— Start Stored records —

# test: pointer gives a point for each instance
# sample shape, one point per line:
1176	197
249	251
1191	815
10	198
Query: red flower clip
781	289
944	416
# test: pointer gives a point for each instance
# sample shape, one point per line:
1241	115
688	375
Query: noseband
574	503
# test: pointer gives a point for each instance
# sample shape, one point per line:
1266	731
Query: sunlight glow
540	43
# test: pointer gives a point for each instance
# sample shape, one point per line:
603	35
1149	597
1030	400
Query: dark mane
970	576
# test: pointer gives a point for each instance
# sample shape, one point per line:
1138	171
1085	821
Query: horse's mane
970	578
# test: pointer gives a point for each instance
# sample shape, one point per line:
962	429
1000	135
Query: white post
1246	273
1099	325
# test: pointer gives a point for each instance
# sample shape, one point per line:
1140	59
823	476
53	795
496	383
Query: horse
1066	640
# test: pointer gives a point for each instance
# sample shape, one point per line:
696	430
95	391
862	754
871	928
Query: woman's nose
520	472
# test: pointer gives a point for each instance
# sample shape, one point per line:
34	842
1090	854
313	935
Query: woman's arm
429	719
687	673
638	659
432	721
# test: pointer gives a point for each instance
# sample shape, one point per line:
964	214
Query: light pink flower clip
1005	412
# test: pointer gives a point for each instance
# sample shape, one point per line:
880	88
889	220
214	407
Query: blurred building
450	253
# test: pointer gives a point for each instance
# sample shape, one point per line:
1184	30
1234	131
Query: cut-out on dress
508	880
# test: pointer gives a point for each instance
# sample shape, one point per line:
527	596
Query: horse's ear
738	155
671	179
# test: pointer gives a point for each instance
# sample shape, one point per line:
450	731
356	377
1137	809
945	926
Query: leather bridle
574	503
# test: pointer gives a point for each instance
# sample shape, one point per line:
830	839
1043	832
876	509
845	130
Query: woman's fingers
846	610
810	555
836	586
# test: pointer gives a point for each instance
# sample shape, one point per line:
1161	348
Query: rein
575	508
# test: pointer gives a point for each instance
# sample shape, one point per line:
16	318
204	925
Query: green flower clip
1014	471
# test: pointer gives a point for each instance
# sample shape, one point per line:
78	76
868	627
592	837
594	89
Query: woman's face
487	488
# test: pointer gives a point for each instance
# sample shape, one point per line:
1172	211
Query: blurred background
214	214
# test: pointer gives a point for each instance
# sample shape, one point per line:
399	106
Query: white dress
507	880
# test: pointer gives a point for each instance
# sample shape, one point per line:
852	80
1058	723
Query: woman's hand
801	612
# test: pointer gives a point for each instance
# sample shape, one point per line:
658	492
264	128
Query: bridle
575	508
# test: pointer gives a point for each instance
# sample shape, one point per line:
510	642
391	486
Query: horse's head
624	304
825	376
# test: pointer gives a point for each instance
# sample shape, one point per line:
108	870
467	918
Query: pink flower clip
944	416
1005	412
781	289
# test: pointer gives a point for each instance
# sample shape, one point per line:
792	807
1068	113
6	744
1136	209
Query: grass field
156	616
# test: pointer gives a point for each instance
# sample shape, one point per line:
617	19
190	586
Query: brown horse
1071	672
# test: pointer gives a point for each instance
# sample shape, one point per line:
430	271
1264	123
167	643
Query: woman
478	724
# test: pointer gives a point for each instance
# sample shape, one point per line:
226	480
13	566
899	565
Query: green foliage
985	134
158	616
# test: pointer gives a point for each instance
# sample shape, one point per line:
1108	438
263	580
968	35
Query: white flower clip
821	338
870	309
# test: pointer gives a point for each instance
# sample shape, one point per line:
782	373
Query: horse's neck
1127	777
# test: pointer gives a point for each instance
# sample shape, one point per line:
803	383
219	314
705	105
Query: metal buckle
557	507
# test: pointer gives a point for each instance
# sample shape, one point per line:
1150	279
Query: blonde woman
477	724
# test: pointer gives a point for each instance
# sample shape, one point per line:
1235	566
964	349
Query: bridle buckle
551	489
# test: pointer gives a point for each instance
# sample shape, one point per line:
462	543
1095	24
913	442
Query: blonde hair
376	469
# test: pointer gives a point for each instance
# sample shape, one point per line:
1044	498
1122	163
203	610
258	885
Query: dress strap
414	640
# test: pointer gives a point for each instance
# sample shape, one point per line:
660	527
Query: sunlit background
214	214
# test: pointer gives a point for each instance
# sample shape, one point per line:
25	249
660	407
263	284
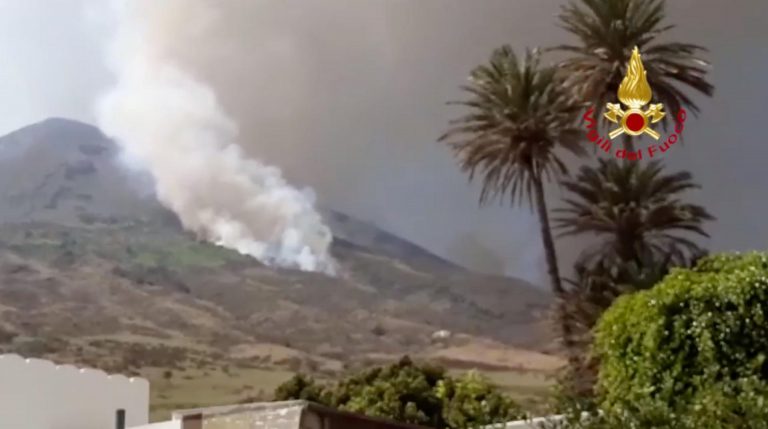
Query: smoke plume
171	123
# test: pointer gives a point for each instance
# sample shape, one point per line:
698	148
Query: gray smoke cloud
171	123
348	96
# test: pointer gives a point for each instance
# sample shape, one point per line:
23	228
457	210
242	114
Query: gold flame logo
634	92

— End Stored records —

- [Directions for this task] Count the lines above that contain the string "bridle", treating uppercase and lowercase as different, and give only the number.

- [Final result] 3